**Passage:**
══════════════════════════════

We remark that the United States and United Kingdom are the ones whose books receive the highest rating count. This is based on the assumption we did in our scrapper that the english language books come either from the US or UK.

In [21]:
import os, io, folium, branca
import matplotlib.pyplot as plt
import folium.plugins as plugins
def str_to_tuple(row):
    coord = row["coordinates"]
    coord = coord.replace("(", "")
    coord = coord.replace(")", "")
    return tuple(map(float, coord.split(",")))

def rate(row):
    if row["average_rating"] > 4.5:
        return "Highest"
    elif 4.0 <= row["average_rating"] <= 4.5:
        return "High"
    elif 3.0 <= row["average_rating"] < 4.0:
        return "Low"
    else:
        return "Lowest"

df_da["Avg_Rating_Category"] = df_da.apply(rate, axis=1)
map_data = df_da[["publisher_country", "Avg_Rating_Category"]].groupby(["publisher_country", "Avg_Rating_Category"]).size().reset_index().rename({0:"N"}, axis = 1)
coordinates = df_da[["publisher_country", "coordinates"]]
map_data = pd.merge(map_data, coordinates, on=['publisher_country'])
map_data = map_data.pivot_table(index = ["publisher_country", "coordinates"], columns = "Avg_Rating_Category", values = "N", fill_value = 0).reset_index()
pie_data = zip(map_data.High, map_data.Highest, map_data.Low, map_data.Lowest)

fig = plt.figure(figsize=(0.5, 0.5))
fig.patch.set_alpha(0)
ax = fig.add_subplot(111)
plots = []
for sizes in pie_data:
    ax.pie(sizes, colors=("#808000", "#008000", "#800080", "#FFBF00"))
    buff = io.StringIO()
    plt.savefig(buff, format="SVG")
    buff.seek(0)
    svg = buff.read()
    svg = svg.replace("\n", "")
    plots.append(svg)
    plt.cla()
plt.clf()
plt.close()

#html for legend
legend_html = """

══════════════════════════════

**Stored data:**
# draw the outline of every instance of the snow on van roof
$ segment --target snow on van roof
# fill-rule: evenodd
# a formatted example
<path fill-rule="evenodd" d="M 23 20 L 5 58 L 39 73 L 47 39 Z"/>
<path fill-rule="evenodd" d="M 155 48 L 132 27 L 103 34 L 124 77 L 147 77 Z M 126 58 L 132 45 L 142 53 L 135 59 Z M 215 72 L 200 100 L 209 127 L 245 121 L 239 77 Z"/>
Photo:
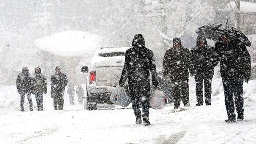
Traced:
<path fill-rule="evenodd" d="M 35 40 L 40 49 L 64 56 L 83 56 L 100 49 L 97 35 L 77 30 L 66 30 Z"/>
<path fill-rule="evenodd" d="M 98 50 L 96 52 L 98 54 L 105 54 L 114 52 L 125 52 L 130 47 L 107 47 Z"/>
<path fill-rule="evenodd" d="M 229 4 L 234 12 L 238 12 L 239 11 L 234 1 L 230 2 Z M 245 13 L 256 12 L 256 3 L 241 1 L 240 11 L 241 12 Z"/>

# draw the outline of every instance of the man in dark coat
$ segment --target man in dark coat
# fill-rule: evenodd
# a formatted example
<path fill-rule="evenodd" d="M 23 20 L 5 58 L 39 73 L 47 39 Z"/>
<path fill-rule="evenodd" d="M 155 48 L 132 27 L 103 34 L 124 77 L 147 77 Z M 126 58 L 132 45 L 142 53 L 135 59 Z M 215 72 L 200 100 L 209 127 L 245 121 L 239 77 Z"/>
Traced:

══════════════════════════════

Return the notebook excerpt on book ratings by country in full, character for character. The items are separate material from the text.

We remark that the United States and United Kingdom are the ones whose books receive the highest rating count. This is based on the assumption we did in our scrapper that the english language books come either from the US or UK.

In [21]:
import os, io, folium, branca
import matplotlib.pyplot as plt
import folium.plugins as plugins
def str_to_tuple(row):
    coord = row["coordinates"]
    coord = coord.replace("(", "")
    coord = coord.replace(")", "")
    return tuple(map(float, coord.split(",")))

def rate(row):
    if row["average_rating"] > 4.5:
        return "Highest"
    elif 4.0 <= row["average_rating"] <= 4.5:
        return "High"
    elif 3.0 <= row["average_rating"] < 4.0:
        return "Low"
    else:
        return "Lowest"

df_da["Avg_Rating_Category"] = df_da.apply(rate, axis=1)
map_data = df_da[["publisher_country", "Avg_Rating_Category"]].groupby(["publisher_country", "Avg_Rating_Category"]).size().reset_index().rename({0:"N"}, axis = 1)
coordinates = df_da[["publisher_country", "coordinates"]]
map_data = pd.merge(map_data, coordinates, on=['publisher_country'])
map_data = map_data.pivot_table(index = ["publisher_country", "coordinates"], columns = "Avg_Rating_Category", values = "N", fill_value = 0).reset_index()
pie_data = zip(map_data.High, map_data.Highest, map_data.Low, map_data.Lowest)

fig = plt.figure(figsize=(0.5, 0.5))
fig.patch.set_alpha(0)
ax = fig.add_subplot(111)
plots = []
for sizes in pie_data:
    ax.pie(sizes, colors=("#808000", "#008000", "#800080", "#FFBF00"))
    buff = io.StringIO()
    plt.savefig(buff, format="SVG")
    buff.seek(0)
    svg = buff.read()
    svg = svg.replace("\n", "")
    plots.append(svg)
    plt.cla()
plt.clf()
plt.close()

#html for legend
legend_html = """